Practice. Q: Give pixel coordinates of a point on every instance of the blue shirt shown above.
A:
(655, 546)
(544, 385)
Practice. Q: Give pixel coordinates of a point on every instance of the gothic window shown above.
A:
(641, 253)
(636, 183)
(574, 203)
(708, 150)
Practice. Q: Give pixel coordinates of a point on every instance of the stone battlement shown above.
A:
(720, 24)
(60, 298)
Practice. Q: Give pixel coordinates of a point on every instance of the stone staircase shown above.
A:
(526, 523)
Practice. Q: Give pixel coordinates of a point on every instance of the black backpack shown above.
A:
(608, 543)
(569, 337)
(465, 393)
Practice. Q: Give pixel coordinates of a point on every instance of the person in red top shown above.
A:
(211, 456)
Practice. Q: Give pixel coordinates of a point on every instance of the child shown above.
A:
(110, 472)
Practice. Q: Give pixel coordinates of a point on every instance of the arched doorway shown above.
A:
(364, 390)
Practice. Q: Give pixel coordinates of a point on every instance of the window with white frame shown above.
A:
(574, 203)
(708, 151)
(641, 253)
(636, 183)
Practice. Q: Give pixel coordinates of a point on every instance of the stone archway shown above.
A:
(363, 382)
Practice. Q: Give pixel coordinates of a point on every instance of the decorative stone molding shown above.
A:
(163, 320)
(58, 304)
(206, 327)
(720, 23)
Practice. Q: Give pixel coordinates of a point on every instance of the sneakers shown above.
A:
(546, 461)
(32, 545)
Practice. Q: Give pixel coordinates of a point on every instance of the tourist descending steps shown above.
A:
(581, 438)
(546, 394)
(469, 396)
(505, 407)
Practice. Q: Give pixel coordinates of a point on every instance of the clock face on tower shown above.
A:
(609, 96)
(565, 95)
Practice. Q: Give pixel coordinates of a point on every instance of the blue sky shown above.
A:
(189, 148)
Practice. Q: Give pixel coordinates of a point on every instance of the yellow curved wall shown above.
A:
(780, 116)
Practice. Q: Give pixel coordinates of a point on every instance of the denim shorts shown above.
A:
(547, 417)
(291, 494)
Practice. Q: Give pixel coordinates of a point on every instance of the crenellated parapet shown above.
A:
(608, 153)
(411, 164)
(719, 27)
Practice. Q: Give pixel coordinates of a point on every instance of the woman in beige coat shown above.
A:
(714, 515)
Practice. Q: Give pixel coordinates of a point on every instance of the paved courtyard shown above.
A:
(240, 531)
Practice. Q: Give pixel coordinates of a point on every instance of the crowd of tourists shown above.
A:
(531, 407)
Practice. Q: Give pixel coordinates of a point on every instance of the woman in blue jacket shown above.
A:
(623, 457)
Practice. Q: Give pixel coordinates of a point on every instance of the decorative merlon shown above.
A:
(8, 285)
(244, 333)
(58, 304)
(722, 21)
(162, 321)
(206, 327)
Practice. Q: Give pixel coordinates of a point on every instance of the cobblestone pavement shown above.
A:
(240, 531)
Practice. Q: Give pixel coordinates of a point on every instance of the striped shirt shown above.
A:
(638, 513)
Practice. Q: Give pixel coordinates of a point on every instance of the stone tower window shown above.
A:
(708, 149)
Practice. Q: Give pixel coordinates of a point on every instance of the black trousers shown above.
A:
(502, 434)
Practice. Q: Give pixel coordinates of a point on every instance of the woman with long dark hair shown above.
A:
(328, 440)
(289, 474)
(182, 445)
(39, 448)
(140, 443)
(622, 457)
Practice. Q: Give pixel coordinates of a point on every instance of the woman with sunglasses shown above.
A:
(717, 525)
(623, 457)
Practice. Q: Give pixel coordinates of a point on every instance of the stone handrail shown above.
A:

━━━

### What the task requires
Write out every entry exactly as given.

### Task response
Practice. Q: Give pixel coordinates of a point on every instance of the blue shirt shown above.
A:
(655, 546)
(544, 385)
Practice. Q: Give pixel coordinates of a point on every instance of the gothic window shown above.
A:
(641, 253)
(636, 183)
(574, 203)
(708, 150)
Practice. Q: Give pixel coordinates of a point on every instance of the stone battlement shown above.
A:
(720, 24)
(60, 298)
Practice. Q: Give pixel coordinates of a point on every instance of the stone staircase shown above.
A:
(526, 523)
Practice. Q: Give pixel coordinates of a point on every instance of the black backpack shown above.
A:
(608, 543)
(569, 337)
(465, 393)
Practice. Q: Give pixel coordinates of a point on every instance of the person in red top shown above.
A:
(211, 456)
Practice. Q: Give pixel coordinates of a point on every instance of the child shown above.
A:
(110, 472)
Practice. Q: Give pixel coordinates of a point on every instance of the arched doorway shown above.
A:
(364, 390)
Practice. Q: Give pixel coordinates of a point on every instance of the window with white frame shown above.
A:
(574, 203)
(708, 151)
(641, 253)
(636, 183)
Practice. Q: Give pixel coordinates of a point on every instance of the stone archway shown above.
A:
(363, 382)
Practice. Q: Give pixel coordinates of a point on every instance of the decorative stone molding shown above.
A:
(163, 320)
(58, 304)
(206, 327)
(720, 23)
Practice. Q: Give pixel coordinates of a point on every instance of the sneakers shown above.
A:
(546, 461)
(32, 545)
Practice. Q: Give pixel coordinates of a point on every instance of the tourist descending steps shown above.
A:
(581, 438)
(546, 394)
(469, 396)
(505, 407)
Practice. Q: Give pixel coordinates of a point on every instance of the clock face on tower shown above.
A:
(609, 96)
(565, 95)
Practice. Q: Give pixel coordinates of a point on every instance of the blue sky shown above.
A:
(189, 148)
Practice. Q: Give pixel coordinates of a point on every instance of the yellow curved wall shown above.
A:
(780, 116)
Practice. Q: Give pixel coordinates of a point on every instance of the denim shorts shown above.
A:
(547, 417)
(291, 494)
Practice. Q: Give pixel coordinates of a point on every instance of the crenellated parapet shown above.
A:
(608, 153)
(411, 164)
(719, 27)
Practice. Q: Give pixel coordinates of a point on every instance of the woman in beige coat shown above.
A:
(714, 515)
Practice. Q: Give pixel coordinates of a point on every instance of the paved courtyard shown above.
A:
(240, 531)
Practice. Q: Give pixel coordinates of a point on every instance of the crowd of tourists shown above.
A:
(531, 407)
Practice. Q: Give pixel coordinates of a point on every instance of the woman in blue jacket shown above.
A:
(623, 457)
Practice. Q: Give pixel coordinates of a point on every instance of the decorative merlon shown above.
A:
(8, 285)
(244, 333)
(58, 304)
(722, 21)
(162, 321)
(206, 327)
Practice. Q: Give pixel coordinates of a point on every instance of the cobblestone pavement shown above.
A:
(240, 531)
Practice. Q: Give pixel coordinates of a point on every instance of the striped shirt shown above.
A:
(638, 513)
Practice. Q: Give pixel coordinates of a point on every instance of the stone tower window shown above.
A:
(708, 149)
Practice. Q: Give pixel coordinates of a point on every instance of the black trousers shown above.
A:
(502, 434)
Practice. Q: Give pixel coordinates of a point on every instance of the woman with long dark hair shown above.
A:
(328, 440)
(289, 474)
(182, 445)
(39, 448)
(140, 443)
(622, 457)
Practice. Q: Give pixel coordinates of a point on every instance of the woman with sunglasses shown above.
A:
(717, 525)
(623, 457)
Practice. Q: Give pixel coordinates of a point on every instance of the stone handrail shown above.
A:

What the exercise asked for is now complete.